- [Given problem]: Using the records below, copy out exactly the line that contains "of the headscarf." and every line that follows it, up to and including the last, and no others.

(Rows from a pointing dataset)
####################

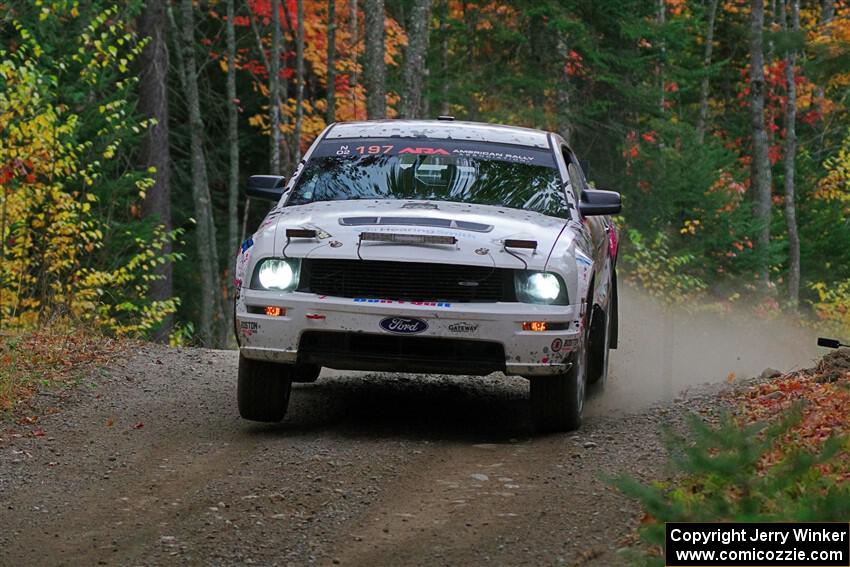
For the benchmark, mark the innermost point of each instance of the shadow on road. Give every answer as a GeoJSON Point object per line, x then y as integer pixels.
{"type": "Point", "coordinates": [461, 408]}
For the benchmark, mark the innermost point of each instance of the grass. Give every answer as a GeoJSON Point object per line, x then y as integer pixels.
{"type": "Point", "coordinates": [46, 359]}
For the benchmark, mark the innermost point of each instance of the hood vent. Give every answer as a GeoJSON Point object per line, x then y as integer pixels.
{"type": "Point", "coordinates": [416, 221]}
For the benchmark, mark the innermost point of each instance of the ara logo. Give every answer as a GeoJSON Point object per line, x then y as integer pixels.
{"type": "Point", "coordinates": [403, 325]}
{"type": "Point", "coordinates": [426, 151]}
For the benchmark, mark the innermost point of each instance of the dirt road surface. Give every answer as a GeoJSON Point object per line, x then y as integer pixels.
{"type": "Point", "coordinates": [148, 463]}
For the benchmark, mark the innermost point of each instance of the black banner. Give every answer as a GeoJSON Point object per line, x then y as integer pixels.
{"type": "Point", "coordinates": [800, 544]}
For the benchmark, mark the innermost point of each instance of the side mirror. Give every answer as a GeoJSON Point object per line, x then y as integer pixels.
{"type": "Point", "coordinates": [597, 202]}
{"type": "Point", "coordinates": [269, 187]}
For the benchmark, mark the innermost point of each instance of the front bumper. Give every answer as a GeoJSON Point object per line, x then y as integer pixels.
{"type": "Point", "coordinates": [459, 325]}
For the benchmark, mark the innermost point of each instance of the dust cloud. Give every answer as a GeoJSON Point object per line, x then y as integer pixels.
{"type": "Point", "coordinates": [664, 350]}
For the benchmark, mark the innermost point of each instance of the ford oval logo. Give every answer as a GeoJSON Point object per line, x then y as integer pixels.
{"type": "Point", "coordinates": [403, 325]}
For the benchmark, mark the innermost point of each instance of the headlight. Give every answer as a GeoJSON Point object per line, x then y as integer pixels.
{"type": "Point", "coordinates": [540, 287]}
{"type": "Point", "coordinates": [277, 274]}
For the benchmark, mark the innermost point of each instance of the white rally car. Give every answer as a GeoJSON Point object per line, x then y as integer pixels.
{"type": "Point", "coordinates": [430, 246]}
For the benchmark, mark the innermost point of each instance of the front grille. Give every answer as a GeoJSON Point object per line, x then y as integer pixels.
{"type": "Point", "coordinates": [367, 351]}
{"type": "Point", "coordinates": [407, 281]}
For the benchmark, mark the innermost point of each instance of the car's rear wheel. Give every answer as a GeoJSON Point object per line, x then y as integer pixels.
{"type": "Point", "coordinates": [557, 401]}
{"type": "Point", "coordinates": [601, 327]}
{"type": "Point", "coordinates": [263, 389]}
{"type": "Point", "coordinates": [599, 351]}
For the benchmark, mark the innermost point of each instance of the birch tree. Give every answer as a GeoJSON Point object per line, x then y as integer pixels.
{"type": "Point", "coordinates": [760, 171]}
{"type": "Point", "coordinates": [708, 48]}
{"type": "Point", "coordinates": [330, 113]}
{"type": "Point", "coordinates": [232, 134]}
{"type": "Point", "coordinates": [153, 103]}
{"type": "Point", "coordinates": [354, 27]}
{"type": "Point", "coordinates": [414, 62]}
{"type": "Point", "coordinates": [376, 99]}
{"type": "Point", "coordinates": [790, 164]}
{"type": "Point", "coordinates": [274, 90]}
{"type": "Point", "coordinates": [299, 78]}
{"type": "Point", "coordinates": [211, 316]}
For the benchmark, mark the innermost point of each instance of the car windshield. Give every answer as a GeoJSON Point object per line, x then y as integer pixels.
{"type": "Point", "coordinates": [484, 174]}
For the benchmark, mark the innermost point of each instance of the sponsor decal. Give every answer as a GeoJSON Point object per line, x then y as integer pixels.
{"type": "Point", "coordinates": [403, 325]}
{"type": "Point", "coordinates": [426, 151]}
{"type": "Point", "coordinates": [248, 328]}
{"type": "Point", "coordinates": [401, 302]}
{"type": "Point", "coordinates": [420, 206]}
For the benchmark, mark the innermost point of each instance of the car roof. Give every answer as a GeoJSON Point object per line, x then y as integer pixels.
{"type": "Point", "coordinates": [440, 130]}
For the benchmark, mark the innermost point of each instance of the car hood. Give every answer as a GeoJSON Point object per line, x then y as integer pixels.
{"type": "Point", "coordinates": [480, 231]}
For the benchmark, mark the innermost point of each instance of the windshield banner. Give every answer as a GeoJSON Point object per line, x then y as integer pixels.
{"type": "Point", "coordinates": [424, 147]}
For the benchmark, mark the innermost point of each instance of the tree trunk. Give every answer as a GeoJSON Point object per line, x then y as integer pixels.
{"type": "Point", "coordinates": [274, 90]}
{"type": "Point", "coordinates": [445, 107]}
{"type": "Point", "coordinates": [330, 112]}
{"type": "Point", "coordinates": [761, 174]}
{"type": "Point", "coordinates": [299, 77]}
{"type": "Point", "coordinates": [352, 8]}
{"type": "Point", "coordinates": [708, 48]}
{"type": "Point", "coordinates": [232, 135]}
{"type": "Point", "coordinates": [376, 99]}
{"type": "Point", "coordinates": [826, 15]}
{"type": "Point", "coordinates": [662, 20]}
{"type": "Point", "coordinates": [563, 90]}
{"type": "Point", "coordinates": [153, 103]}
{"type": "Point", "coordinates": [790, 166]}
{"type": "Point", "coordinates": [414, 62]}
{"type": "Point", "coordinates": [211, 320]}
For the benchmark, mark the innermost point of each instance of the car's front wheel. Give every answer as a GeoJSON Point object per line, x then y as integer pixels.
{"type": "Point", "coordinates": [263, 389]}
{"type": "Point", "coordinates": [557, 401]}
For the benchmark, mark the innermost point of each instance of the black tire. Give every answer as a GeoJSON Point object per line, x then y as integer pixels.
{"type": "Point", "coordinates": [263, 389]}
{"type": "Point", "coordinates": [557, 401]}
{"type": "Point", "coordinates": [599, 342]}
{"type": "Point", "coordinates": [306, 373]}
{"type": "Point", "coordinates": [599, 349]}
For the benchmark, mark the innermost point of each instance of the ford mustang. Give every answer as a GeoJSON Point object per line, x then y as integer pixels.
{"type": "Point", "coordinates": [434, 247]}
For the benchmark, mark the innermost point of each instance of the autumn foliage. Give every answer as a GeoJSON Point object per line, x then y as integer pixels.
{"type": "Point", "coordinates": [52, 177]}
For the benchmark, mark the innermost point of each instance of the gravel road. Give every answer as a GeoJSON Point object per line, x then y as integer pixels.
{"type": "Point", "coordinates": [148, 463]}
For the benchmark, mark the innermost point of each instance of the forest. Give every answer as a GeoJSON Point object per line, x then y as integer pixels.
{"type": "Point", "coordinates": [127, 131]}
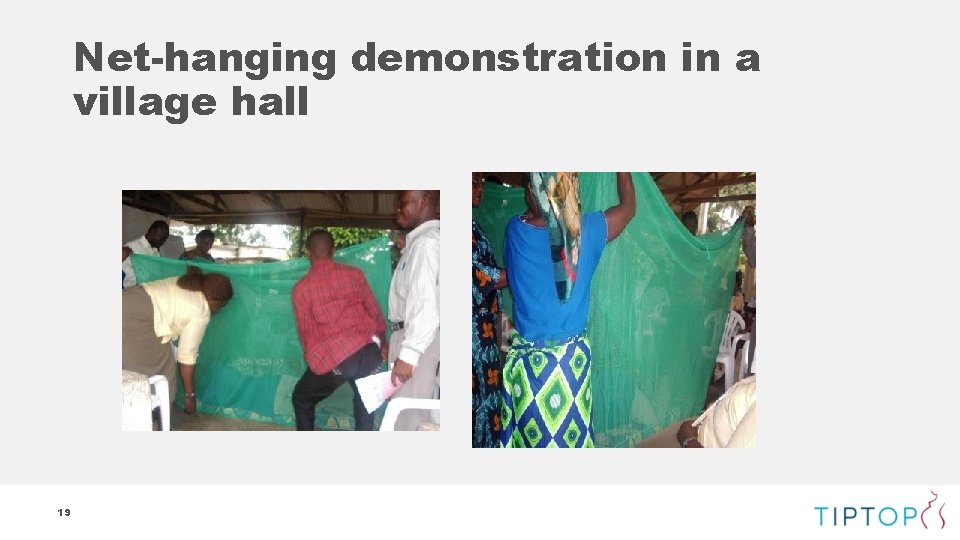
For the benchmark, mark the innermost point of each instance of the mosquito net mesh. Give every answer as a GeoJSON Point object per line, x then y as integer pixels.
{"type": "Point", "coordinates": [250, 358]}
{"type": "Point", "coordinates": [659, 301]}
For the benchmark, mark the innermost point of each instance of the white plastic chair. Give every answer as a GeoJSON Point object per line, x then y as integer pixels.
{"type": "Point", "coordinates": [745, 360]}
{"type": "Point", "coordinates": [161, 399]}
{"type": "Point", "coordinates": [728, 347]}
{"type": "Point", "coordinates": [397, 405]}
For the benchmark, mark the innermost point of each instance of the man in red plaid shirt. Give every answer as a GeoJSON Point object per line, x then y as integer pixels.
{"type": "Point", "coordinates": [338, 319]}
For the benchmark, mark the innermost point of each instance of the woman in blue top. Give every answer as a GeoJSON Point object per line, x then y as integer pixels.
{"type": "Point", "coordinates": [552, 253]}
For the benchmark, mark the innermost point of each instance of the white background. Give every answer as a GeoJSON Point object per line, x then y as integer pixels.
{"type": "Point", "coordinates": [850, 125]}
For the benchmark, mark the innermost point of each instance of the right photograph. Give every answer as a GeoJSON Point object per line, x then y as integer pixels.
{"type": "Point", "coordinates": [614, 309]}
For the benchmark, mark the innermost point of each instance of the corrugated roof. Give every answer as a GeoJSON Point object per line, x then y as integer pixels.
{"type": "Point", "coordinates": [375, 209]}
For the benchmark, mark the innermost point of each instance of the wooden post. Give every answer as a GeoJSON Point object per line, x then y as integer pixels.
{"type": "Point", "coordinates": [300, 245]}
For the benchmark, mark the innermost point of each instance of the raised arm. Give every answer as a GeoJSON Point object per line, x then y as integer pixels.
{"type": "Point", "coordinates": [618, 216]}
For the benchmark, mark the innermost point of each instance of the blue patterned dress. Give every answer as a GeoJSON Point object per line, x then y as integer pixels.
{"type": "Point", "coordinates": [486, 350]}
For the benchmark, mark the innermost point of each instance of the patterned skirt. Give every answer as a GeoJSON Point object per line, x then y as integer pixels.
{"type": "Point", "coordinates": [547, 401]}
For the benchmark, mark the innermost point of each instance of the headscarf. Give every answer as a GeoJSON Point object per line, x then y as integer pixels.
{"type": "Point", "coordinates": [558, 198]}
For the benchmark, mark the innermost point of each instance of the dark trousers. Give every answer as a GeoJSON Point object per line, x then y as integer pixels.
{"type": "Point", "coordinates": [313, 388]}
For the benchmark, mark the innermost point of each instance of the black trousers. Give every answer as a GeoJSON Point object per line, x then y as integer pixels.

####################

- [Expected answer]:
For the benchmark, mark the innermost point of each instance of the headscarf. Give every answer as a GeoJSON Point object per line, x then y as integer pixels.
{"type": "Point", "coordinates": [558, 198]}
For the benchmark, mark the innermost point of each instance of the dark trousers. Give every answer as a GeoJSON Point object per line, x then y as integer pixels.
{"type": "Point", "coordinates": [313, 388]}
For the benchmark, mark the innermost point of each instance of the black trousers. Give every answer as a GeoJSON Point object per line, x then y as integer pixels.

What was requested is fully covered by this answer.